An identical copy of the records below is the expected result.

Segment Open

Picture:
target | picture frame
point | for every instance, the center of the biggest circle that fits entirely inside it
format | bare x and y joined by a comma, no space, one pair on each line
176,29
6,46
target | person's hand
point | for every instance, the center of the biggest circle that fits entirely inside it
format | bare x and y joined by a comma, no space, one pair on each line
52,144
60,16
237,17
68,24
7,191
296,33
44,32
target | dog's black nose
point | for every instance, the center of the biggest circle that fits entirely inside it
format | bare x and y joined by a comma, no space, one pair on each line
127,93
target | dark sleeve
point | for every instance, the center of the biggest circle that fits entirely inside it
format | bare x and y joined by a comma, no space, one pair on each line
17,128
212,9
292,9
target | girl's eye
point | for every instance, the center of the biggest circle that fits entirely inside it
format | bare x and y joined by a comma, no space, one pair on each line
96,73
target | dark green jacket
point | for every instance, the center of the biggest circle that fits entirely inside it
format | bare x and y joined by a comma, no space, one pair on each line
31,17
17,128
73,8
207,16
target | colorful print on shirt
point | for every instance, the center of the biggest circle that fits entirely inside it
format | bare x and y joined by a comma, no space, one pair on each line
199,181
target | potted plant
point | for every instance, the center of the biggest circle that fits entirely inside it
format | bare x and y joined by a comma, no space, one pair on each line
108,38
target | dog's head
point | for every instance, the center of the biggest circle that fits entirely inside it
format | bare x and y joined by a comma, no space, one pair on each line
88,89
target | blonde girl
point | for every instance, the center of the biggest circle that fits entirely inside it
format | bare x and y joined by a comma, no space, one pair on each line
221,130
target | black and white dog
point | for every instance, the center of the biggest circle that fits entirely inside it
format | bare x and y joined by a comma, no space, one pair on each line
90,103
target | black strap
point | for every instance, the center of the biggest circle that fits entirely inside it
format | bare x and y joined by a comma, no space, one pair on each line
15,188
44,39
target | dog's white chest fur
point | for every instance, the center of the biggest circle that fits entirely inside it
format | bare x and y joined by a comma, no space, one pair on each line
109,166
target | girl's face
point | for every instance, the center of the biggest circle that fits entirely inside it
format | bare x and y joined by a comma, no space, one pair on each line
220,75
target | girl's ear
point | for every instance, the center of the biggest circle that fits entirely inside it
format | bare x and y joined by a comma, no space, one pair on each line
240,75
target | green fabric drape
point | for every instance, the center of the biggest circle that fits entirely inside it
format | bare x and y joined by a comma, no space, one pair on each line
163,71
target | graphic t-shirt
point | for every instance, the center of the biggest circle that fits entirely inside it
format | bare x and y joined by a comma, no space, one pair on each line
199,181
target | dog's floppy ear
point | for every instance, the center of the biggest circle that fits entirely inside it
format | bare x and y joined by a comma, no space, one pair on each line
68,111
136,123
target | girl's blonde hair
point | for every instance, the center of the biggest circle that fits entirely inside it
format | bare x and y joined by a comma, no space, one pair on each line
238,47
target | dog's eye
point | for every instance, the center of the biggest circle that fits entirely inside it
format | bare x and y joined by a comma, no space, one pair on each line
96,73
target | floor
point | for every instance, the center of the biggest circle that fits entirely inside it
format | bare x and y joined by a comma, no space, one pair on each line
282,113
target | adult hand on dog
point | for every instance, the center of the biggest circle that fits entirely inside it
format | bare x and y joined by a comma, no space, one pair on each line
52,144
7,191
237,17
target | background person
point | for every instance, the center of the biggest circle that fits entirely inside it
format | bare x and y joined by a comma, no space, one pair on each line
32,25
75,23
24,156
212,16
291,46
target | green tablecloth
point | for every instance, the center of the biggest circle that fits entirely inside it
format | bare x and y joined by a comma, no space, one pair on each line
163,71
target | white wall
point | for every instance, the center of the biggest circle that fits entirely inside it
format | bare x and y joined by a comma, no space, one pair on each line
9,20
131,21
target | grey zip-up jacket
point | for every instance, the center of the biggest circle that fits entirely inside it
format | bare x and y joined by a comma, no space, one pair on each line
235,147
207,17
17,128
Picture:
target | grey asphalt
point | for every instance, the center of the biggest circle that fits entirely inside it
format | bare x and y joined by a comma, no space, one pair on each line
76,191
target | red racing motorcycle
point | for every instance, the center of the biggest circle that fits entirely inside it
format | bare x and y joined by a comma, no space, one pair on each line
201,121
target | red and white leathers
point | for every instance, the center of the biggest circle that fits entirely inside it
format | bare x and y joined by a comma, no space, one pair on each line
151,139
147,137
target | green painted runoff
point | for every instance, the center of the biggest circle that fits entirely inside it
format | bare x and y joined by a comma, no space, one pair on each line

Segment Closed

_RESPONSE_:
Picture:
target | picture frame
point | for every instance, the center of the biggest circle that fits entirely inside it
format | bare x and y joined by a comma, no space, one pair on each line
176,29
6,46
target | person's hand
point | for every instance, the center of the biggest circle that fits entirely inside it
format | bare x and y joined by a comma, no space, one pair on each line
52,144
60,16
237,17
68,24
7,191
296,33
44,32
target | dog's black nose
point | for every instance, the center of the biggest circle that fits entirely inside it
format | bare x and y joined by a comma, no space, one pair on each line
127,93
target | dark sleeve
point | for every instance, the center of the biggest circle that fits entirely inside it
format | bare x and y joined by a comma, no space, one pair on each line
17,128
212,9
292,9
target | girl's eye
point | for every instance, the center of the biggest circle that fits entirely inside it
format | bare x and y joined by a comma, no space, one pair on each line
96,73
target | dark green jacket
point | for every instance, the center of the biggest circle that fits entirely inside it
format | bare x and y joined by a comma, no space, one pair on each line
31,17
17,128
73,8
207,16
target | colorful print on shirt
point | for every instance, the center of the biggest circle that fits entirely inside it
format | bare x and y joined by a comma, no space, one pair on each line
199,181
target | potted plant
point | for every instance, the center of the biggest circle that fits entirely inside it
format | bare x and y joined by a comma, no space, one pair on each line
108,38
target | dog's head
point | for every instance, the center of the biggest circle that fits entirely inside it
format | bare x and y joined by a comma, no space, one pair on each line
88,89
target | blonde girl
point | for every instance, the center of the biggest circle that fits entirely inside it
format | bare x and y joined by a comma, no space, one pair on each line
221,130
target | black and white dog
point | for every instance, the center of the biggest circle that fits entirely inside it
format | bare x and y joined by a comma, no space, one pair on each line
90,103
target | black strap
point | for every instance, the center of the biggest circle that fits entirely inside it
format | bare x and y joined by a comma, no space, one pair on each line
15,188
44,39
target | dog's white chest fur
point | for every instance, the center of the biggest circle that fits entirely inside it
format | bare x and y joined by a comma, no space, one pair on each line
109,166
target | girl's face
point | for every instance, the center of the biggest circle that fits entirely inside it
format | bare x and y joined by a comma, no space, one pair on each line
220,75
target | girl's ear
point | for every instance, the center of the biggest circle that fits entirely inside it
format | bare x and y joined by a comma, no space, one pair on each line
240,75
target | green fabric drape
point | for every instance, the center of the biggest circle that fits entirely inside it
format | bare x and y joined by a comma, no space, one pair on each line
163,71
target | graphic t-shirt
point | for every instance, the center of the biggest circle that fits entirely inside it
format | bare x and y joined by a comma, no space, one pair on each line
199,181
target | dog's floppy ear
point | for every instance, the center of the biggest circle that fits entirely inside it
format | bare x and y joined by a comma, no space, one pair on each line
68,111
136,123
target | girl's blonde hair
point | for every instance, the center of the biggest circle that fits entirely inside it
format | bare x and y joined by a comma, no space, one pair on each line
238,47
target | dog's eye
point | for every instance, the center of the biggest circle that fits entirely inside it
format | bare x and y joined by a comma, no space, one pair on each line
96,73
target | floor
point | for every instance, the center of the biggest circle that fits entirely inside it
format | bare x and y joined by a comma, no space, one pair on each line
282,113
target | adult hand on dog
point | for every instance, the center of the biggest circle that fits entirely inside it
format | bare x and y joined by a comma, no space, one pair on each line
52,144
7,191
237,17
target | background person
point | for every instance, the center of the biggest circle that fits entirely inside it
format | bare x and y joined by a comma, no space, one pair on each line
32,25
75,23
24,156
212,16
291,46
target | green tablecloth
point | for every instance, the center of the biggest circle that fits entirely inside it
format | bare x and y joined by a comma, no space, one pair on each line
163,71
target | white wall
point | for every instance, the center of the biggest circle that fits entirely inside it
format | bare x and y joined by a comma, no space, one pair on each line
9,20
131,21
target | grey zip-up jacket
point | for every instance, the center of the biggest circle that fits entirely inside it
format | bare x and y joined by a comma, no space, one pair on each line
235,147
207,17
17,128
Picture:
target | grey asphalt
point | for every instance, the center of the biggest circle that fits entirely inside it
format | bare x and y joined by a comma, no space, one pair on each line
76,191
target | red racing motorcycle
point | for every instance, the center of the biggest circle that fits entirely inside it
format | bare x and y joined by a comma, no space, one pair on each line
201,121
target | red and white leathers
point | for every instance, the center of the biggest circle that fits entirely inside it
format | bare x and y joined by a comma, no space, one pair on each line
151,139
147,137
target | green painted runoff
point | for every instance, the center of the biggest circle that fits entirely inside it
format | bare x and y joined by a comma, no space, one pair on each line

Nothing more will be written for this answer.